* _Seçilmiş Metin_:

Ayhan Işık’ın, Ayhan Işıyan olarak öyküsü 1926 yılının Mayıs ayında, İzmir’de başlar. Yoksul bir çocukluk yaşar. Babasını kaybettiğinde altı yaşındadır. Aile İstanbul’a göçer. Küçük yaşlarda bir kunduracının yanında çırak olarak çalışmaya başlar. Ortaokul yıllarında Paşabahçe Cam Fabrikası’na girer, işçi olarak. Darphanede lastik mühür yapmaya başlar. O günlerde Güzel Sanatlar Akademisi’nin resim bölümüne de kayıt yaptırır. Akademide okurken de sürdürür çalışmayı. Artık “Ressam Ayhan Işıyan”dır ve Bab-ı Ali’de çeşitli dergilerde ressam olarak çalışıyordur. Çok düzgün bir fiziği vardır. 1.80 boyunda, ela gözlü, yakışıklı bir gençtir. Türkiye yayınevinde çalışırken, Atlas Film’in sahibi Murat Köseoğlu, Ayhan Işıyan’a artist olmasını teklif eder. Yine o günlerde tanıdığı Yıldız dergisinin yazı işleri müdürü Sezai Solelli’nin ısrarı ve teşvikiyle, derginin açtığı yarışmaya katılır ve birinci seçilir. İlk filmi “Yavuz Sultan Selim ve Yeniçeri Hasan”da Gülistan Güzey, Orhon M. Arıburnu ve Ayla Karaca ile oynar. Hayatı da soyadı da değişmiştir artık Ayhan Işık’ın.

* _Görev Yönergesi_:
Ayhan Işık'ın hayatını anlatan metni, son cümlesinden sonrasını yazarak devam ettirebilir misiniz? Bu iş için kayıtlara bakmanız gerekmiyor.

* _Veri Listesi_:
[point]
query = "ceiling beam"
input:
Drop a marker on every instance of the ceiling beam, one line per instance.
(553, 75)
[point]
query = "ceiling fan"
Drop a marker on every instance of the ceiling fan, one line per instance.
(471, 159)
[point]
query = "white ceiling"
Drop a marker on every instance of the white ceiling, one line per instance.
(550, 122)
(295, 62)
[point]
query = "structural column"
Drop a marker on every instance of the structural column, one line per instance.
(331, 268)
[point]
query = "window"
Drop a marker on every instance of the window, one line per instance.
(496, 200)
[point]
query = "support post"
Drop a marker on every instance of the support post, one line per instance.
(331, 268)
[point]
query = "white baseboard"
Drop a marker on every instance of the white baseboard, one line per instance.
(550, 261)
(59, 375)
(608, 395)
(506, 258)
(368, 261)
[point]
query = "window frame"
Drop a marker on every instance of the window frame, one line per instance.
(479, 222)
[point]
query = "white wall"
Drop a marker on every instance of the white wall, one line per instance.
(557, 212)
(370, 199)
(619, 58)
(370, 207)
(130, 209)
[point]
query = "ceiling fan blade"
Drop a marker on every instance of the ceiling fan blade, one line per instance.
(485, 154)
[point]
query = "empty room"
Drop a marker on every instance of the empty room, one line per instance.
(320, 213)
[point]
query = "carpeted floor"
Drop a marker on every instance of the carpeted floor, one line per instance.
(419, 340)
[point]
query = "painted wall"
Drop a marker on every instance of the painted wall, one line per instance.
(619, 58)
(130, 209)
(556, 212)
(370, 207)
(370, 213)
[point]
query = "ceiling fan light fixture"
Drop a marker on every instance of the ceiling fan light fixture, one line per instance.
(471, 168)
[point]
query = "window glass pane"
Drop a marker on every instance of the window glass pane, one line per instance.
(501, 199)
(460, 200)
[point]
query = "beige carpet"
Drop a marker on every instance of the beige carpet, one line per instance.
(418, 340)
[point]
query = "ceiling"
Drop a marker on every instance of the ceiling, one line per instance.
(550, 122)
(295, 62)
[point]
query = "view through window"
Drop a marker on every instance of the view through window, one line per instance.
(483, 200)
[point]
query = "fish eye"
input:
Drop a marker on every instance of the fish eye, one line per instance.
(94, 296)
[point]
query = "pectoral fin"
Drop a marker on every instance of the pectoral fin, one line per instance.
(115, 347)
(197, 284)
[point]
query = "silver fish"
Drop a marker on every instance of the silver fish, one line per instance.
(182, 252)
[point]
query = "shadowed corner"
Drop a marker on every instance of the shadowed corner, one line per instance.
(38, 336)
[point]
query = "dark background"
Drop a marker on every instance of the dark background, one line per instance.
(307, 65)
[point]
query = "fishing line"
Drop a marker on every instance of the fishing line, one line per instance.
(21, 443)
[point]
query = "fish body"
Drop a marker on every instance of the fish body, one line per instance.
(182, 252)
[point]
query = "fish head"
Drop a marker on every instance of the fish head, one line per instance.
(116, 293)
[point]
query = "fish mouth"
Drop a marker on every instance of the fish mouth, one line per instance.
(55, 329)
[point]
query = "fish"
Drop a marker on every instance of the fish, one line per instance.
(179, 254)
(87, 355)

* _Alıştırma Çıktısı_:
Sezai Solelli, Osman Seden’e Ayhan Işık’tan söz etmiştir. 1952 yılının Mart ayında ‘siyah saçlı, uzun boylu bu yakışıklı gençle birlikte’ Osman Seden’in yazıhanesine giderler. Osman Seden o günlerde, gerçek bir olaydan esinlenerek yazdığı senaryosu “Kanun Namına”yı filme çekme hazırlığındadır. Filmi Lütfi Ö. Akad yönetecektir. Sezai Solelli, Ayhan Işık’ın oynamasında ısrarcı olur.

İKİNCİ FİLMİNDE YILDIZ

“Kanun Namına” (1952) filmi, Ayhan Işık’ı zirveye taşır. İkinci filminde yıldız olmuştur. (Muhterem Nur, filmin düğün sahnesinde, figüran olarak ilk kez görülür.) Aynı kadroyla, “İngiliz Kemal Lawrence’e Karşı” (1952) filmini çekerler. Arka arkaya filmlerde oynuyordur artık. Kendi kurallarıyla gelmiştir sinemaya. Yeşilçam’ın alışık olmadığı, yeni kurallardır bunlar. Prensiplerinden ödün vermez. Ayhan Işık, efendiliğiyle, dürüstlüğüyle, işine olan saygısıyla, çalışma disipliniyle Yeşilçam’ın “en büyük starı” olur. İlk dönemi diyebileceğimiz 1951-1958 yıllarında, iyi filmlerde iyi yönetmenlerle (Lütfi Ö. Akad, Orhon M. Arıburnu, Osman Seden…) çalışma şansını bulmuştur.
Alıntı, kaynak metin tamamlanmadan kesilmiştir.